[Stored items]
——————————

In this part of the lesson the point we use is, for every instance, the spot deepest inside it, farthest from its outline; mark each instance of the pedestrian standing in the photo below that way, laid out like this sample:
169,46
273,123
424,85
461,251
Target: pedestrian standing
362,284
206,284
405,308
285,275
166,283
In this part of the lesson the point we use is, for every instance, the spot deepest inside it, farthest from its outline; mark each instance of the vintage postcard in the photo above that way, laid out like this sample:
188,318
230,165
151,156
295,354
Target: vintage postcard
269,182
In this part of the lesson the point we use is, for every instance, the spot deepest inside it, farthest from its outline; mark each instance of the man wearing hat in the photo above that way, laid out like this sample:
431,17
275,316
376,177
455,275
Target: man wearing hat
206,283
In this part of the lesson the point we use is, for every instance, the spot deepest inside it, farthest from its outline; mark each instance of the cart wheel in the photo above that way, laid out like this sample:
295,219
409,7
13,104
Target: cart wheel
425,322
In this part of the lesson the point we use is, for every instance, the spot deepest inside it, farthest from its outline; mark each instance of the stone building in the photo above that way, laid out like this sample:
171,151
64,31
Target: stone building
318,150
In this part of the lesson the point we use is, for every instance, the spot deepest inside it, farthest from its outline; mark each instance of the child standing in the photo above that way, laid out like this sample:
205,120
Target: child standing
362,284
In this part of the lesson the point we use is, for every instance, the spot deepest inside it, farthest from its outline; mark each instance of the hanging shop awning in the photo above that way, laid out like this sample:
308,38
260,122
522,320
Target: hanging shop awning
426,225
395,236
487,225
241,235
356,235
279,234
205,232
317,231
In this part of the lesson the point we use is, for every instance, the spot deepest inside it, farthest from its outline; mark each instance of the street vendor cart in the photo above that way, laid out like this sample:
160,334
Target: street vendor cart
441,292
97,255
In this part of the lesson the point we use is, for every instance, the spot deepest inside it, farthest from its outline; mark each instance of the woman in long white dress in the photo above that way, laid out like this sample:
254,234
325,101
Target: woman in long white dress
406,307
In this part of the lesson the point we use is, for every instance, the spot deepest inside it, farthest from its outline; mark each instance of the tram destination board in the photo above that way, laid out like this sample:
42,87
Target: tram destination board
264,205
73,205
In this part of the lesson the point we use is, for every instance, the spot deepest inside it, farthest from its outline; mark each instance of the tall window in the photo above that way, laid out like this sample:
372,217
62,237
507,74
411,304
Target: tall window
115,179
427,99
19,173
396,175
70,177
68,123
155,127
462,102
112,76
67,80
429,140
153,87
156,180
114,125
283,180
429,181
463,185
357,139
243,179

——————————

§ EXERCISE AIM
Reproduce the data exactly, character for character.

§ PROBLEM SOLUTION
In this part of the lesson the point we use is, for every instance, the spot deepest inside it, farthest from its outline; mark each instance of the pedestrian standing in the photo below that way, laid out like this sample:
169,46
273,123
424,85
461,251
Target: pedestrian standing
362,284
206,284
405,308
285,275
166,283
In this part of the lesson the point we use is, for every instance, the spot deepest inside it, farthest from its outline; mark each instance of the vintage postcard in the photo above that way, laid out like this sample:
188,318
230,165
151,156
295,354
Target: vintage postcard
269,182
In this part of the lesson the point we use is, for every instance, the spot deepest inside it, farthest from its outline; mark each instance of the man wearing hat in the photo above that way, laid out like this sample:
431,17
275,316
376,177
455,275
Target: man wearing hat
206,283
In this part of the lesson the point we use is, for every instance, the spot deepest inside it, farthest from its outline; mark each instance of the cart wheel in the photo above that way, laid out like this sample:
295,219
409,7
13,104
Target: cart wheel
425,322
In this part of the lesson the point we use is, for every instance, the spot deepest inside it, farthest from its outline; mark each instance of the stone building in the photo above that way, laid out like this sample:
171,151
64,31
Target: stone building
318,150
In this part of the lesson the point we use is, for every instance, the spot deepest inside it, farthest from its outline; mark each instance of the child standing in the photo above that way, laid out like this sample:
205,120
Target: child standing
362,284
In this part of the lesson the point we use is, for every instance, the spot deepest inside it, farthest from its outline; mark each instance of the hanging shop awning in the photo above that way, laid out like this sample:
308,38
260,122
522,320
Target: hanging shop awning
426,225
395,236
487,225
241,235
356,235
279,234
205,232
317,231
In this part of the lesson the point we use is, for every instance, the spot deepest inside it, farthest from its outline; mark each instance of the street vendor cart in the photo above that way, laid out like this sample:
160,334
Target: street vendor cart
441,292
97,255
In this part of the lesson the point we use is, for every instance, the spot deepest inside it, farthest from its outline; mark each instance of the woman in long white dress in the photo above that way, laid out like this sample:
254,234
325,101
Target: woman in long white dress
406,307
In this part of the lesson the point we use is, for every instance, the spot deepest inside it, farthest from its outline; mark each instance of the tram destination board in the photo above that way, laid out like this sample:
42,87
Target: tram destination board
264,205
73,205
In this part of the lesson the point we use is, for every instance, the spot deepest inside it, farthest from its outline; mark each instance of the tall window in the photo above that way, laid out like this sample:
372,217
62,237
507,74
411,304
Target: tall window
115,179
427,99
19,173
396,175
70,177
68,123
155,127
462,102
112,76
67,80
429,140
153,87
156,180
114,125
283,180
429,181
463,185
357,139
243,179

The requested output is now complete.